Written instruction :: Reproduce all of the material below word for word, changing nothing.

Data for processing ::
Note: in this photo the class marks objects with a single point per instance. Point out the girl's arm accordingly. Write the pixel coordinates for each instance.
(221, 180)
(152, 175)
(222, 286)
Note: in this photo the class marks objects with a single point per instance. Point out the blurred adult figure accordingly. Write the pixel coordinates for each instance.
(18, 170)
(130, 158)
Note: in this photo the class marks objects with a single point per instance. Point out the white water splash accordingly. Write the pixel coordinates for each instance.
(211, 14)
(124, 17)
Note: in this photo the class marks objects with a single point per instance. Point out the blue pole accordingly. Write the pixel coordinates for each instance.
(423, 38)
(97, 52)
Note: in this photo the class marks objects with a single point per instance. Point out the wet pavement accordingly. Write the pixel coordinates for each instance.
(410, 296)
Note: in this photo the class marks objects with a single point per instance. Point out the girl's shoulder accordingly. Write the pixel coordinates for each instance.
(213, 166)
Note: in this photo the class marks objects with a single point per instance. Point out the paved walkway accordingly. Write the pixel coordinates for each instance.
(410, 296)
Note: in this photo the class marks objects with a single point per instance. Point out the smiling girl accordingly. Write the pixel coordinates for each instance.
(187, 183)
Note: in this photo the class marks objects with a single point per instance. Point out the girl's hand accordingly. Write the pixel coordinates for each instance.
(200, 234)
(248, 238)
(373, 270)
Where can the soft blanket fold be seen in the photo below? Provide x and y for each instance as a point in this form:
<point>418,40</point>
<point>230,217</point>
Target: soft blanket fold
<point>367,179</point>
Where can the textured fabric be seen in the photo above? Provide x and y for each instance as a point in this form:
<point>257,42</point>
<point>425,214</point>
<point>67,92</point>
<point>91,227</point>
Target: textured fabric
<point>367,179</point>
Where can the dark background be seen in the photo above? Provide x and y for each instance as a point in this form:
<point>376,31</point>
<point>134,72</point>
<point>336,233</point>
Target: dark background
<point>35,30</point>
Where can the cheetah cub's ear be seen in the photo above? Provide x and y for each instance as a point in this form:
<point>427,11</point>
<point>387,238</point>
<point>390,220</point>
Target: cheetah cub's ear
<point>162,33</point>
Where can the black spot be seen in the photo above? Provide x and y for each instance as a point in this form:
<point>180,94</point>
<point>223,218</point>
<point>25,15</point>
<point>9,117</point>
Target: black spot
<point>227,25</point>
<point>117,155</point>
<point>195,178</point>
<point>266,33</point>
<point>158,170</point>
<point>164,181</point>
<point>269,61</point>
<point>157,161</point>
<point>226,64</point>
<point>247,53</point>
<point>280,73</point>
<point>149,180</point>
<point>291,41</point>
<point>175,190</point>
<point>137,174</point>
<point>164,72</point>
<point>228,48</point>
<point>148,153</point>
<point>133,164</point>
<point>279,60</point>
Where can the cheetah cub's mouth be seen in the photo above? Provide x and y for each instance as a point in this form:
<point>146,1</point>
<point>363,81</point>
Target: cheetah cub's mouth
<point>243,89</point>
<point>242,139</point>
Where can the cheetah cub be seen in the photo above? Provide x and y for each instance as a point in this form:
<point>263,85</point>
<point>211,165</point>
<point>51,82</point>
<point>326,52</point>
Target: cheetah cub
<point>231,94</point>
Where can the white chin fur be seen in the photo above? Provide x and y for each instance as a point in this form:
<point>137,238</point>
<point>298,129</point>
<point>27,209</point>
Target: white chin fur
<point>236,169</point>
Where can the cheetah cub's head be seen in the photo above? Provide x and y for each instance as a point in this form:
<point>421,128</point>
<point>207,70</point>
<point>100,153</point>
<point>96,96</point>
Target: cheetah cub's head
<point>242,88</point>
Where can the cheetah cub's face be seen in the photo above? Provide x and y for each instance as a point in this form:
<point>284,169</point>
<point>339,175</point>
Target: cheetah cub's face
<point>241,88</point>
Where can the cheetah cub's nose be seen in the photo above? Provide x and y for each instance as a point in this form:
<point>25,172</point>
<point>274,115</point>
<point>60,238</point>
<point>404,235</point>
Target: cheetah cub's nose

Full response ::
Note: in this photo the class marks objects with a single point per instance. Point out the girl's arm accordingly. Write the pixel coordinates for each instance.
(221, 180)
(152, 175)
(222, 286)
Note: in this photo the class marks objects with a single point per instance. Point out the blurred adult figure accordingly. Write the pixel coordinates for each instance.
(18, 170)
(130, 158)
Note: in this photo the class marks objects with a single point per instance. Point out the white water splash accordingly. Write the pixel coordinates for each instance.
(211, 14)
(124, 17)
Note: in this photo the class marks objects with a single point per instance. Point out the blue pole accordingly. Write the pixel coordinates for each instance.
(423, 38)
(97, 52)
Note: in this photo the class marks objects with a single point per instance. Point out the wet pavement accordingly. Write the pixel coordinates for each instance.
(410, 296)
Note: in this photo the class marks objects with a single point per instance. Point out the girl's shoulder accordingly. Write the pixel coordinates for each instance.
(213, 166)
Note: in this photo the class marks objects with a single point per instance. Point out the paved walkway accordingly. Write the pixel coordinates for each instance.
(410, 296)
Note: in this photo the class marks objects with a single point per instance. Point out the smiling girl accordingly. Write the pixel coordinates for each instance.
(187, 183)
Note: in this photo the class marks objects with a single point per instance. Point out the girl's hand accordingly. Write the pixel coordinates for each instance.
(200, 234)
(248, 238)
(373, 270)
Where can the soft blanket fold be seen in the photo below? Provide x and y for each instance as a point in this form:
<point>418,40</point>
<point>230,217</point>
Target: soft blanket fold
<point>367,179</point>
Where can the textured fabric be seen in the photo above? Provide x and y for each instance as a point in this form:
<point>257,42</point>
<point>425,214</point>
<point>67,92</point>
<point>91,227</point>
Target: textured fabric
<point>367,179</point>
Where can the dark background be seen in the photo above? Provide x and y for each instance as a point in this form:
<point>376,31</point>
<point>134,72</point>
<point>336,233</point>
Target: dark background
<point>35,30</point>
Where can the cheetah cub's ear be seen in the photo above? Provide x and y for each instance as a point in this form:
<point>427,11</point>
<point>387,238</point>
<point>390,220</point>
Target: cheetah cub's ear
<point>162,33</point>
Where can the black spot be seen in the photo above? Provide x and y for each instance as a point in this form:
<point>180,94</point>
<point>223,218</point>
<point>25,15</point>
<point>9,117</point>
Target: black spot
<point>227,25</point>
<point>117,155</point>
<point>195,178</point>
<point>266,33</point>
<point>158,170</point>
<point>164,181</point>
<point>269,61</point>
<point>157,161</point>
<point>226,64</point>
<point>247,53</point>
<point>280,73</point>
<point>149,180</point>
<point>291,41</point>
<point>175,190</point>
<point>137,174</point>
<point>164,72</point>
<point>228,48</point>
<point>148,153</point>
<point>133,164</point>
<point>279,60</point>
Where can the cheetah cub's mouth be seen in the photo above? Provide x and y for each instance as a point in this form:
<point>146,1</point>
<point>363,81</point>
Target: cheetah cub's mouth
<point>243,89</point>
<point>242,139</point>
Where can the cheetah cub be seen in the photo above? Provide x and y for each instance as a point in this form:
<point>263,85</point>
<point>211,165</point>
<point>51,82</point>
<point>326,52</point>
Target: cheetah cub
<point>231,94</point>
Where can the white chin fur be seen in the photo above? Provide x and y for each instance as a point in this form:
<point>137,238</point>
<point>298,129</point>
<point>27,209</point>
Target: white chin fur
<point>236,169</point>
Where can the cheetah cub's head be seen in the photo above? Provide x and y for each instance as a point in this form:
<point>421,128</point>
<point>207,70</point>
<point>100,153</point>
<point>96,96</point>
Target: cheetah cub's head
<point>242,88</point>
Where can the cheetah cub's face be seen in the photo above? Provide x and y for each instance as a point in this form:
<point>284,169</point>
<point>339,175</point>
Target: cheetah cub's face
<point>241,88</point>
Where can the cheetah cub's nose be seen in the photo above? Provide x and y for each instance as a point in this form:
<point>25,172</point>
<point>274,115</point>
<point>60,238</point>
<point>404,235</point>
Target: cheetah cub's nose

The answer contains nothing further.